Your task
Give the number of lines in the data below that contain "striped", and only that number.
☆ ☆ ☆ ☆ ☆ ☆ ☆
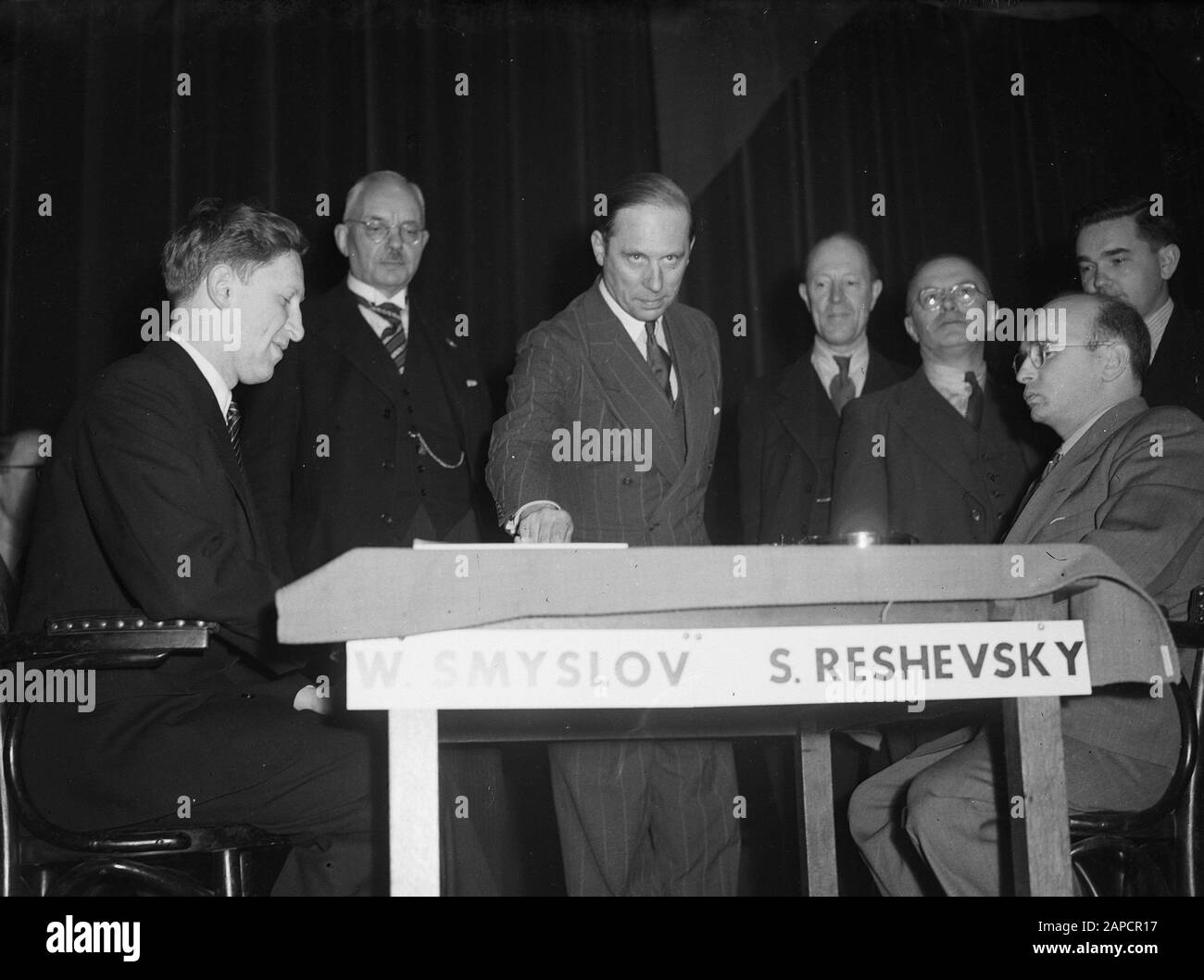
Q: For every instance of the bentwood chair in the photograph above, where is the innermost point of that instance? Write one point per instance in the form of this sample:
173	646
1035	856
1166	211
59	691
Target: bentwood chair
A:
44	859
1156	850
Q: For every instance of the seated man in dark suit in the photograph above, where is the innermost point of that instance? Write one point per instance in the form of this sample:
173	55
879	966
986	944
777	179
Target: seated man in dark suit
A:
789	421
1145	509
1127	253
947	454
144	506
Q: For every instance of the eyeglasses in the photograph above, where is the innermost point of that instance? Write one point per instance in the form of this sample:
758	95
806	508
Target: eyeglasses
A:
378	230
1039	353
963	294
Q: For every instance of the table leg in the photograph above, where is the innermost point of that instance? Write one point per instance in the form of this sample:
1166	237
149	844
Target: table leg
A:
818	812
414	802
1036	810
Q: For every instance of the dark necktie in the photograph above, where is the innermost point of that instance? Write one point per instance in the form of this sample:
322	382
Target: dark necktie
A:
658	360
842	390
1050	465
394	337
974	404
233	426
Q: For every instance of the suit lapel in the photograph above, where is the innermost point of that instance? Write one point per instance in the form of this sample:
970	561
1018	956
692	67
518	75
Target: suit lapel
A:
1048	495
352	337
803	407
880	373
441	345
629	386
208	414
932	422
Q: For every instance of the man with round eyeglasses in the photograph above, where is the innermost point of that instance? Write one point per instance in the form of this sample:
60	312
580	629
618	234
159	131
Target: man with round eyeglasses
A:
947	454
1128	479
373	436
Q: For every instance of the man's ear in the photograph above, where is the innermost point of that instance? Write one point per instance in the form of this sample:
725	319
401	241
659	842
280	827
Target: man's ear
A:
1115	361
1168	260
219	285
341	239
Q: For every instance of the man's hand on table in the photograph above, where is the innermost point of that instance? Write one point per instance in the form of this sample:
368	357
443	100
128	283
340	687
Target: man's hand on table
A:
546	525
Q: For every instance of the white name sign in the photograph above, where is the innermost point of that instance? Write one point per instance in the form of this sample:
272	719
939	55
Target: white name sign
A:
719	667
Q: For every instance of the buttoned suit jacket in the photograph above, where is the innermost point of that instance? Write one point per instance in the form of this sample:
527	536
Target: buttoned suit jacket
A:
1133	486
783	421
340	383
144	506
1176	373
583	368
899	465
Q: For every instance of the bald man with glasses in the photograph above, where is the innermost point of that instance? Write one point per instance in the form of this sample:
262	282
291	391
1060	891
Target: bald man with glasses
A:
932	823
947	454
374	434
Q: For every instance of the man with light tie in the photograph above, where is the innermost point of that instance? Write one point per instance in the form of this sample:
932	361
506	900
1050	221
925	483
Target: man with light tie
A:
639	816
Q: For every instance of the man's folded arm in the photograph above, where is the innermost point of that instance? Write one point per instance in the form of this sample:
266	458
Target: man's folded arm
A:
519	471
1154	517
157	526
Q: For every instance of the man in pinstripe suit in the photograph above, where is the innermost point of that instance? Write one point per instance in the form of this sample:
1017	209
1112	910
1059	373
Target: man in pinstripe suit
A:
622	364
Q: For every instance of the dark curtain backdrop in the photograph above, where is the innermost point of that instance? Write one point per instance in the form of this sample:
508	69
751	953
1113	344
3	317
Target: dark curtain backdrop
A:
297	97
289	101
913	101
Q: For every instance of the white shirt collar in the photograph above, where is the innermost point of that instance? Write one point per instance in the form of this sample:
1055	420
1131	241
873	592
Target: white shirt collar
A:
220	389
951	384
823	361
1156	322
637	332
633	326
1078	433
374	295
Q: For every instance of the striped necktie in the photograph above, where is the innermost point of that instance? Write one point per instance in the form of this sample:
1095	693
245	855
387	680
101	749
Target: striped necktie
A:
233	426
974	402
843	389
658	360
394	337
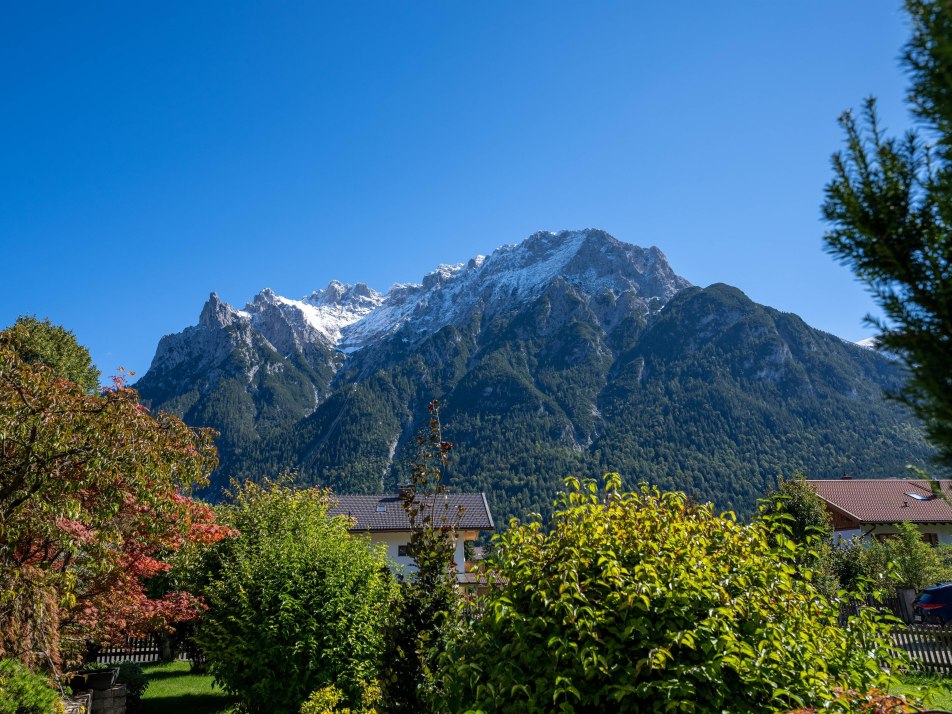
☆ ☆ ☆ ☆ ☆ ☆ ☆
Solution to this problem
2